Reading passage

## Begin

This page is meant as a template for writing a KIP. To create a KIP choose Tools->Copy on this page and modify with your content and replace the heading with the next KIP number and a description of your issue. Replace anything in italics with your own description.
Status
Current state: "Adopted"
Discussion thread: here
Vote thread: here
JIRA: here
Please keep the discussion on the mailing list rather than commenting on the wiki (wiki discussions get unwieldy fast).
Motivation
Log recovery is a process when a broker start up, if it has previous unclean shutdown, it'll be triggered to make sure the log is in a good state and not get corrupted. The process of log recovery is as below (producer snapshot and other steps are skipped here):
- iterate all dirs in "log.dirs" config one by one
- find out the topic partition log folder under the dir
- Iterate all the topic partition log folders and add them as jobs to thread pool with the "num.recovery.threads.per.data.dir" config number of threads
- load all the segments under log folder, suppose there are 10 segments
- filter out the segments after "recovery checkpoint", suppose there are 5 segments needed to be recovered
- recover the 5 segments, one by one
- iterate all the record batches inside the segment
- validate all the batches
- rebuilt the indexes.
As we can imagine, if the broker stores a lot of logs, the log recovery process might take hours or days for the log recovery.
So far, we have no way to know the log recovery progress. All we can do is check the broker log and know it is busy on doing recovery. In this KIP, we're going to expose a RemainingLogsToRecover
metric for each log.dir and RemainingSegmentsToRecover
metric for each recovery thread, to allow the admin have a way to monitor the progress of log recovery.
Public Interfaces
Full Name | Type | Description |
---|---|---|
kafka.log:type=LogManager,name=remainingLogsToRecover ,dir=([-._\/\w\d\s]+) note: The dir format is the valid directory path string for OS(and valid for JAVA). Since the rule is different from each OS, here is just a simple example format. | 32-bit gauge | The remaining logs number for each log.dir to be recovered |
kafka.log:type=LogManager,name=remainingSegmentsToRecover,dir=([-._\/\w\d\s]+),threadNum=([0-9]+) note: The dir format is the valid directory path string for OS(and valid for JAVA). Since the rule is different from each OS, here is just a simple example format. | 32-bit gauge | The remaining segments for the current log assigned to the recovery thread. |
Proposed Changes
The proposal is to propose 2 metrics:
1. RemainingLogsToRecover
: It's to show the remaining logs number for each log.dir to be recovered. The total number of logs to be recovered will be summed in step (1.b) described in "motivation" section. When each log completes the recovery for all the segments under the log, the RemainingLogsToRecover
will be decremented, and in the end, it'll be 0. When broker is not under log recovery state, the metric will be removed.
2. RemainingSegmentsToRecover
: It's to show the remaining segments to be recovered in each recovery thread (i.e. in each replica log). The total number of segments to be recovered will be calculated in step (1.b.ii) described in "motivation" section. When each segment completes the recovery, the RemainingSegmentsToRecover
will be decremented, and in the end, it'll be 0. When broker is not under log recovery state, the metric will be removed.

## End

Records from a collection
## Begin

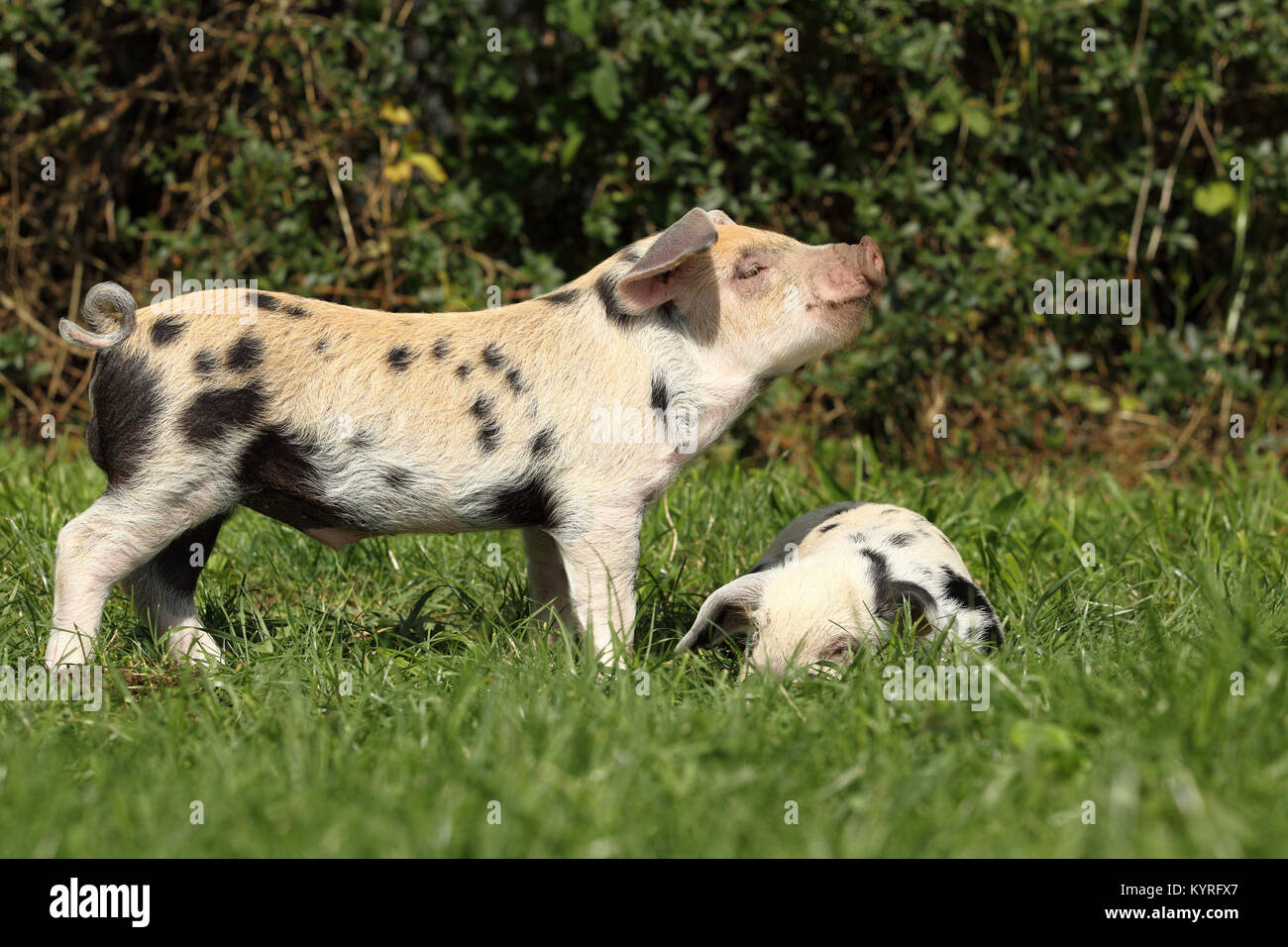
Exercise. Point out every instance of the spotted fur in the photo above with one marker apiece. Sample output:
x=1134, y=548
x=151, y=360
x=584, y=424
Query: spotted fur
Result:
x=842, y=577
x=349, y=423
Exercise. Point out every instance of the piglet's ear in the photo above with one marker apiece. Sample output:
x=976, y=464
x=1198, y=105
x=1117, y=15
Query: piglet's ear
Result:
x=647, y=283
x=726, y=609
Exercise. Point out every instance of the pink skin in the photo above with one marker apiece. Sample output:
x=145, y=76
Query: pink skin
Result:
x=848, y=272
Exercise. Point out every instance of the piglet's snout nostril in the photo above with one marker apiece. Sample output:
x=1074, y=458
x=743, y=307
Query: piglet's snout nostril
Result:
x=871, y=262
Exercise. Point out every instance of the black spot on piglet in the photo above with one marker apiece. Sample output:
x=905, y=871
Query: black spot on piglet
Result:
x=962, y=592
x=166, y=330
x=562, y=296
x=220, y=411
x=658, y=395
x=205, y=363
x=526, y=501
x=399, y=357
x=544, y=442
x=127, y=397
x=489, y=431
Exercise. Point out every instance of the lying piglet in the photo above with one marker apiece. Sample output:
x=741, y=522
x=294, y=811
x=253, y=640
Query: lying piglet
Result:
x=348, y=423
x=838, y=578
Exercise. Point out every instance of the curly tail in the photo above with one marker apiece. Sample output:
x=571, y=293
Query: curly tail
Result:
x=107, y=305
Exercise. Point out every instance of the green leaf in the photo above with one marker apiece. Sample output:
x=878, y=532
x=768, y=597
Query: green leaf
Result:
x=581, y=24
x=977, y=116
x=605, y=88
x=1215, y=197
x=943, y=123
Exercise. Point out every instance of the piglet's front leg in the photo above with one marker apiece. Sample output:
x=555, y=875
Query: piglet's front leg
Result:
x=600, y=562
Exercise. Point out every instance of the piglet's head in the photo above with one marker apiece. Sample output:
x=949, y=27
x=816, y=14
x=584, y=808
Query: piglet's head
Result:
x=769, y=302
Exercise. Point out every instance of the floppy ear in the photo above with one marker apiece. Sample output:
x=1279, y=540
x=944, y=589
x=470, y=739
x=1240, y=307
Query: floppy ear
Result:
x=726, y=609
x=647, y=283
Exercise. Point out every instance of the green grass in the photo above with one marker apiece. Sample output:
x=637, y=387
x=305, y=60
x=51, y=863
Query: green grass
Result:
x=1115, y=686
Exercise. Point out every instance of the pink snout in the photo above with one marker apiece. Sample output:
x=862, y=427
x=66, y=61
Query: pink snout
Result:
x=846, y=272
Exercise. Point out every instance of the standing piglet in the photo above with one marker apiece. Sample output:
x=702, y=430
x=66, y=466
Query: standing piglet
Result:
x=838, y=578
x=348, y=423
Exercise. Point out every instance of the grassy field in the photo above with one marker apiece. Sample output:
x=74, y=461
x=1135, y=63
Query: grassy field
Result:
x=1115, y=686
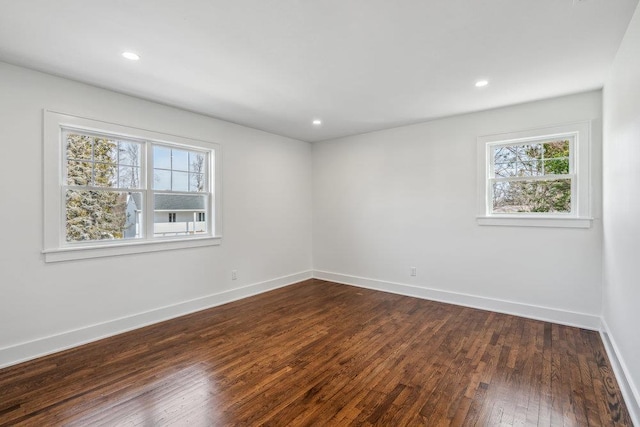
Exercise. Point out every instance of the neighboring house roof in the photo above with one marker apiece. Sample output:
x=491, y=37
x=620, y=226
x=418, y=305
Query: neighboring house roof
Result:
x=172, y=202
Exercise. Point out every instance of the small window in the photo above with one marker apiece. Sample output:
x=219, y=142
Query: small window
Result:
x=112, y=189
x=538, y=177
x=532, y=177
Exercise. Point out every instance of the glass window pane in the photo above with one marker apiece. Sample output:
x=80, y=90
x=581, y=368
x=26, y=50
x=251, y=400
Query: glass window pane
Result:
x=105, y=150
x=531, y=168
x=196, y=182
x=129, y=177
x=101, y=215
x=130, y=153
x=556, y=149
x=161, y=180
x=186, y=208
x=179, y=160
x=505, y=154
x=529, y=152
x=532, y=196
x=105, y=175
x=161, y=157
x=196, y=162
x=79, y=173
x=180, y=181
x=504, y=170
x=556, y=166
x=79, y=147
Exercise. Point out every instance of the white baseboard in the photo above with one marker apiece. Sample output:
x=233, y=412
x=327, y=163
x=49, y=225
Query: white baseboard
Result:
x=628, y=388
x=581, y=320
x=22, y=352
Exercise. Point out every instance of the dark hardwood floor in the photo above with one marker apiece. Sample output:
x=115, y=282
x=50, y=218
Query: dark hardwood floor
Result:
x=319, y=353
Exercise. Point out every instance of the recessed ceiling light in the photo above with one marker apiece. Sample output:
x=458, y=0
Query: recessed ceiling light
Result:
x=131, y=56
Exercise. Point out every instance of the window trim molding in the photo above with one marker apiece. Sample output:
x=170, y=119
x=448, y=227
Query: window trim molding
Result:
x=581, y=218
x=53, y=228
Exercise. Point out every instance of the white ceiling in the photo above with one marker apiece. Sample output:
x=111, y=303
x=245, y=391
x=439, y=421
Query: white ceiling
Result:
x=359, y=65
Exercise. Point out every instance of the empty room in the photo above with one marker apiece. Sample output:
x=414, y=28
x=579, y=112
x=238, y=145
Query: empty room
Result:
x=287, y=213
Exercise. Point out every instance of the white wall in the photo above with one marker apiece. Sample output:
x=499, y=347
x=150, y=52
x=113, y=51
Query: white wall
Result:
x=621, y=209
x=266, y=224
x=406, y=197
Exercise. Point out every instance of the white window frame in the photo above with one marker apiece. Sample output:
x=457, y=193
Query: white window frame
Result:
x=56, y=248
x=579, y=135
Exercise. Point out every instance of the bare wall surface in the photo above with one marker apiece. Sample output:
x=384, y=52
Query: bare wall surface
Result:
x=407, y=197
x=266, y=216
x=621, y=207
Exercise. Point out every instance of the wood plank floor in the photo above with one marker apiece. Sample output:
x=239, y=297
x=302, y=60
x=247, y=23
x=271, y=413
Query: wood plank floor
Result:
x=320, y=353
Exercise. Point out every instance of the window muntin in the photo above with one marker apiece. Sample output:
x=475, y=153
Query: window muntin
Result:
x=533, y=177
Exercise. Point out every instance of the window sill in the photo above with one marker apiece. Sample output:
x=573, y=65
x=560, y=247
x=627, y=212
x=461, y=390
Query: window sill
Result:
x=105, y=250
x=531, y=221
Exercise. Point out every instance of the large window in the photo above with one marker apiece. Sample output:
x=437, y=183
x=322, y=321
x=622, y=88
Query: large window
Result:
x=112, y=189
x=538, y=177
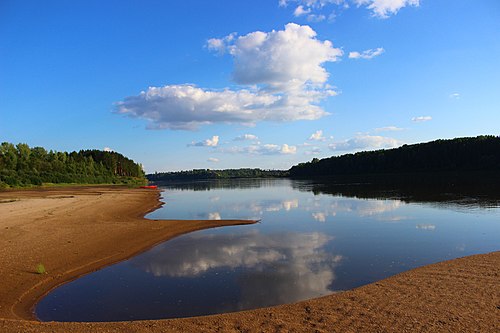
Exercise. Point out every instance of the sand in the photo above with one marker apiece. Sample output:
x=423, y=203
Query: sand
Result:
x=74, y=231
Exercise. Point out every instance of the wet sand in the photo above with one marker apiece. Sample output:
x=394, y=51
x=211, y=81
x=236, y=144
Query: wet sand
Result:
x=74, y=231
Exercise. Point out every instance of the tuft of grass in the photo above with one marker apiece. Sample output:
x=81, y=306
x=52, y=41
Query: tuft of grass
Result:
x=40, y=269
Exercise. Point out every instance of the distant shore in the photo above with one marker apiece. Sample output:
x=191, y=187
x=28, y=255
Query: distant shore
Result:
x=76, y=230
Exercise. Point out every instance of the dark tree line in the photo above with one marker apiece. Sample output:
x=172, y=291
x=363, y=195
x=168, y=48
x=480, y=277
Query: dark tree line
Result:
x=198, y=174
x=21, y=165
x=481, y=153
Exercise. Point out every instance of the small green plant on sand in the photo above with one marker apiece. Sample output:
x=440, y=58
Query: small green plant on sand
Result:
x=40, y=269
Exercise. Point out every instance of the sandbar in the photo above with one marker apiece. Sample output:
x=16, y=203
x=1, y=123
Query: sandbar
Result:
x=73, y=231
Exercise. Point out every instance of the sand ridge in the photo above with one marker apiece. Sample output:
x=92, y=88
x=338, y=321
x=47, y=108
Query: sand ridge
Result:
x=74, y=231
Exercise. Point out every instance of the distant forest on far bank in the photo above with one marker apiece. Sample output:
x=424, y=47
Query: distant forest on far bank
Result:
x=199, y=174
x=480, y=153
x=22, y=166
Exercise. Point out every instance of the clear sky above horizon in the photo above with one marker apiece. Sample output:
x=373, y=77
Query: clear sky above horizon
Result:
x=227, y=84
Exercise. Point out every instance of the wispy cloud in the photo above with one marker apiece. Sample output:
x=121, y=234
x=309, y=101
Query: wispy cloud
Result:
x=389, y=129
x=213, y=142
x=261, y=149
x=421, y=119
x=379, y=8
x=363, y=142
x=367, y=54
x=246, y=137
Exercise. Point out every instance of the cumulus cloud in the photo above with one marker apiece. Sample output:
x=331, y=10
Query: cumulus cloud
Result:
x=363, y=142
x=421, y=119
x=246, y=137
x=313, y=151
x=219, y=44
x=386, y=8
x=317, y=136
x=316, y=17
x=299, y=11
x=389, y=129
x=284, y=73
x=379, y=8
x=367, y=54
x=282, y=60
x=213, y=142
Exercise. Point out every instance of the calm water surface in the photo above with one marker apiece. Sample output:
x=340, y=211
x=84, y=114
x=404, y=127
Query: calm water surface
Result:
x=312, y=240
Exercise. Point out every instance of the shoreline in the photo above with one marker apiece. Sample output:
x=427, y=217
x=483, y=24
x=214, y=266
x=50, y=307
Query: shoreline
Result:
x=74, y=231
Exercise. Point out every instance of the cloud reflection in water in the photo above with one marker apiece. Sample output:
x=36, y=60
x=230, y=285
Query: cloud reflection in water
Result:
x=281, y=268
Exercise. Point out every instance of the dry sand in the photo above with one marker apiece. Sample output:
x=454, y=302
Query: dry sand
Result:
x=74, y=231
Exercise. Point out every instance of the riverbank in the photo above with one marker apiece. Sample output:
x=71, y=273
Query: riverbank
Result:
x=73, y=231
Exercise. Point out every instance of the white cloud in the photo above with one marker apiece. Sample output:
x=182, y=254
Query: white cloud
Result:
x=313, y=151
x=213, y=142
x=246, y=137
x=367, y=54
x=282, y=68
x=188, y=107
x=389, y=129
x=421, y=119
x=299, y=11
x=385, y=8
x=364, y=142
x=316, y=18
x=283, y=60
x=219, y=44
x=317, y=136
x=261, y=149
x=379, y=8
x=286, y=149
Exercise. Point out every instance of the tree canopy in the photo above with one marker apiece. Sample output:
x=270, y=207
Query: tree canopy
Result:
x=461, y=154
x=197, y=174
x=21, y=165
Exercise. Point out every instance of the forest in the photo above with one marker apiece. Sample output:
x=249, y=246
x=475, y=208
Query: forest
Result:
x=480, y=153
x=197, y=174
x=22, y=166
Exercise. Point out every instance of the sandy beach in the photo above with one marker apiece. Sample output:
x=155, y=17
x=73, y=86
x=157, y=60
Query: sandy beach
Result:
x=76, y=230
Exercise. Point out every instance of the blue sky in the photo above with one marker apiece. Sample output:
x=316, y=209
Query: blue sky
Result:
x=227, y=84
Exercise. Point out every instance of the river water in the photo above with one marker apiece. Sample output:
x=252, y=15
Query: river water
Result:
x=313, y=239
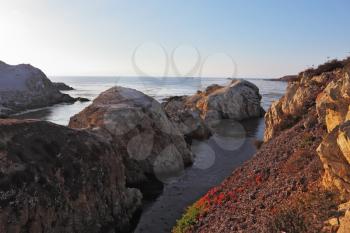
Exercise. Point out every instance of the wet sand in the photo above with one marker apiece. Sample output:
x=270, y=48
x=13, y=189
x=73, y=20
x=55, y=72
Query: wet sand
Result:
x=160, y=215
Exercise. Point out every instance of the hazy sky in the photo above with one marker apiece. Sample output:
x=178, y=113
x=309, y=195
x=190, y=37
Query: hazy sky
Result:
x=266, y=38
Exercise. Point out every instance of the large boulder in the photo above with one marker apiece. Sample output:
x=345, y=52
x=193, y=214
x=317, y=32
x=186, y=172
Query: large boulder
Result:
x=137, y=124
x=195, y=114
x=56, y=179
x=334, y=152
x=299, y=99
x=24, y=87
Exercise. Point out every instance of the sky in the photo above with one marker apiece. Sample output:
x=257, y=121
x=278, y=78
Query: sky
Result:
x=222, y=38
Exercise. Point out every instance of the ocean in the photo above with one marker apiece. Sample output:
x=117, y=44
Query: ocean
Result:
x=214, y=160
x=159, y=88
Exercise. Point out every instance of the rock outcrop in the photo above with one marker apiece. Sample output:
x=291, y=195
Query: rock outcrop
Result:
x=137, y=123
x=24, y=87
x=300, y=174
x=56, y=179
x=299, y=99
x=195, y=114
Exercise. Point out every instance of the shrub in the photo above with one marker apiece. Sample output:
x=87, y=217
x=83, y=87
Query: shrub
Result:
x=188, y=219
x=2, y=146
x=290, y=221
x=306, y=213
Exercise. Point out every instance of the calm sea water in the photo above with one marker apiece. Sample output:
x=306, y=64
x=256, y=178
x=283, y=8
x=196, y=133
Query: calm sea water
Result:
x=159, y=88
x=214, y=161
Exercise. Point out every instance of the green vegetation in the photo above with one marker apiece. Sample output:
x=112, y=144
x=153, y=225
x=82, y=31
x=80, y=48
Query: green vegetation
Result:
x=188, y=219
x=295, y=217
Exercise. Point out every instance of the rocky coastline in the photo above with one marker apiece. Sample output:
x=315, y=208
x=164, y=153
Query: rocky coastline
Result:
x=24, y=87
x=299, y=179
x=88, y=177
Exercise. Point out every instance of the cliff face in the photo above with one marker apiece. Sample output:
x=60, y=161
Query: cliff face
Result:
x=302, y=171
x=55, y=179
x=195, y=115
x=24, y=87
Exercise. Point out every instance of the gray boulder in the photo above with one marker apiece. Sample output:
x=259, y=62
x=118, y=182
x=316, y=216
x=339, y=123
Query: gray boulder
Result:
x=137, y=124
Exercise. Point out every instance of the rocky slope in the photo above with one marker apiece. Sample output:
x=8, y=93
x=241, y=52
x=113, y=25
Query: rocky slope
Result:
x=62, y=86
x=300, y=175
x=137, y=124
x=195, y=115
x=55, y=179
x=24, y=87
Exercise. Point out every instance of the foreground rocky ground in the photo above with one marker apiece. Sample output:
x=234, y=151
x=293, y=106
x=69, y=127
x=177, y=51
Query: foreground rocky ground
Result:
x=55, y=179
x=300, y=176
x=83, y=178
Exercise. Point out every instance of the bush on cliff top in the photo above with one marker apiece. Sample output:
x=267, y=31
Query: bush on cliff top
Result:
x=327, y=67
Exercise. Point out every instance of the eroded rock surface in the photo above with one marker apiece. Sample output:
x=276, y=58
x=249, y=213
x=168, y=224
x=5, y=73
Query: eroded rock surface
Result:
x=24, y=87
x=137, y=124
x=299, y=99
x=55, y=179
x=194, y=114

## End

What you will do
1: Answer these questions about the log recovery proposal:
(a) What is the current state of the proposal?
(b) Which config sets the number of threads in the pool that the topic partition log folders are added to as jobs?
(c) What type is given for both metrics in the Public Interfaces table?
2: Copy the part of the log recovery proposal starting at "Discussion thread: here" and ending at "get unwieldy fast).", and swap "mailing list" for "forum".
3: Translate this sentence from the log recovery proposal into Spanish: "So far, we have no way to know the log recovery progress."

Solutions to each task
1:
(a) Adopted
(b) num.recovery.threads.per.data.dir
(c) 32-bit gauge

2:
Discussion thread: here
Vote thread: here
JIRA: here
Please keep the discussion on the forum rather than commenting on the wiki (wiki discussions get unwieldy fast).

3: Hasta ahora, no tenemos forma de conocer el progreso de la recuperación de logs.